◆ **Task statement**
Transcribe all records exactly.

◆ **Excerpted records**
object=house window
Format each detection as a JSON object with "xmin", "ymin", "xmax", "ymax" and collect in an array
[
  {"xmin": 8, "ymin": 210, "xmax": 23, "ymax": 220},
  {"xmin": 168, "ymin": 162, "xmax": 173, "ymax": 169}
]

◆ **Exercise output**
object=house window
Format each detection as a JSON object with "xmin", "ymin", "xmax", "ymax" and collect in an array
[
  {"xmin": 8, "ymin": 210, "xmax": 23, "ymax": 220},
  {"xmin": 168, "ymin": 162, "xmax": 173, "ymax": 169}
]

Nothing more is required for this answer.